TASK INSTRUCTIONS -
[a] According to the passage on clustering KRK competence documents, how many European countries are now involved in the Bologna Process?
[b] Decide whether each statement agrees with the passage on clustering KRK competence documents. Answer yes or no for each, and quote the words from the passage that settle it.
(i) Most text clustering approaches rely on how often terms occur.
(ii) The evaluation dataset covers 2800 study fields in the Polish Higher Education System.
(iii) The EQF covers only higher education.
[c] Please carry on the passage on clustering KRK competence documents from its last sentence.
* Begin PROVIDED TEXT *
Since a decade, text clustering has become an active field of research in the machine learning community. Most of the approaches are based on the term occurrence frequency. The performance of such surface-based methods can decrease when the texts are too complex, i.e., ambiguous. One alternative is to use the semantic-based approaches to process textual documents according to their meaning. Furthermore, research in text categorization has been focused on flat texts whereas many documents are now semi-structured format.

In this paper we present the application of diverse clustering methods in order to discover knowledge from the repository of semi-structured documents (describing KRK competences). The proposed method exploits extensively information extraction methods (regular expressions) and information retrieval methods (flat clustering, hierarchical agglomerative clustering, patterns mining and grouping them into the lattice). Our approach is evaluated on the unique dataset describing KRK education competences of 2800 study fields in Polish Higher Education System.

2 Preface

Since the late 1990s, the Bologna Process has offered an incentive for many European countries to reform their educational systems and to make them more comparable and explicit. Nowadays, 46 European countries are involved in the process and one of its outcomes is the European Qualifications Framework (EQF), the system of explicit and comparable qualifications.

The EQF aims to establish a common reference framework as a translation device between different qualification systems and their levels. This framework comprises general, higher and vocational education and training, and should lead to better transparency, comparability and portability of citizen’s qualifications (e.g. diplomas, certificates etc.). The Qualification Framework strengthens competitiveness by enhancing mobility between the European educational systems and the labour market. Individuals and employers will be able to use the EQF for better understanding and comparing the qualifications levels of different countries.
* End PROVIDED TEXT *
* Begin MATERIAL PROVIDED *
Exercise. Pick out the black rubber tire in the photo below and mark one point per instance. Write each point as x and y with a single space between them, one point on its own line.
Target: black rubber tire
* End MATERIAL PROVIDED *
TASK-BY-TASK ANSWERS -
[a] 46 European countries.

[b]
(i) Yes: "Most of the approaches are based on the term occurrence frequency."
(ii) Yes: "Our approach is evaluated on the unique dataset describing KRK education competences of 2800 study fields in Polish Higher Education System."
(iii) No: "This framework comprises general, higher and vocational education and training"

[c]
Within the framework of the Bologna Process, the European ministers of education have agreed that each country should develop it’s own framework for degrees and qualifications (qualifications framework). Polish framework is called Krajowe Ramy Kwalifikacji (KRK competence framework). KRK competences are specialized descriptions of the abilities/qualifications, which students gain after graduation from the given study field. In Polish Higher Education System each study field should have the KRK competences (described in the semi-structured file) assigned to it. It means that study fields are linked to the files (pdf/doc), where in a table or in an enumeration form the KRK competences are placed. Polish KRK competence corpora consists of 3550 files and refers to about 2800 study fields.

3 Related Work

This paper refers to the two topics: information extraction (semi-structured extraction) and information retrieval (diverse clustering methods).

Information extraction (IE) is the task of automatically extracting structured information from unstructured or semi-structured machine-readable documents. The most popular tasks in IE are: named entity recognition, co-reference and relationship identification, table extraction, or the terminology extraction. There are various methods for information extraction like regular expressions, decision trees, Bayesian methods or Conditional Random Fields. In the paper [1] there are presented various IE methods in order to extract scientific profiles from web pages.

Document clustering is the form of unsupervised learning, which groups a set of documents into subsets called clusters. The algorithm’s goal is to create clusters that are internally coherent, but clearly different from each other. In other words, documents within a cluster should be as similar as possible, and documents in one cluster should be as dissimilar as possible from documents in other clusters [11]. The goal of text clustering in information retrieval is to discover groups of semantically related documents. At the root of the clustering documents lies van Rijsbergens [14] cluster hypothesis: closely associated documents tend to be relevant to the same requests, whereas documents concerning different meanings of the input query are expected to belong to different clusters.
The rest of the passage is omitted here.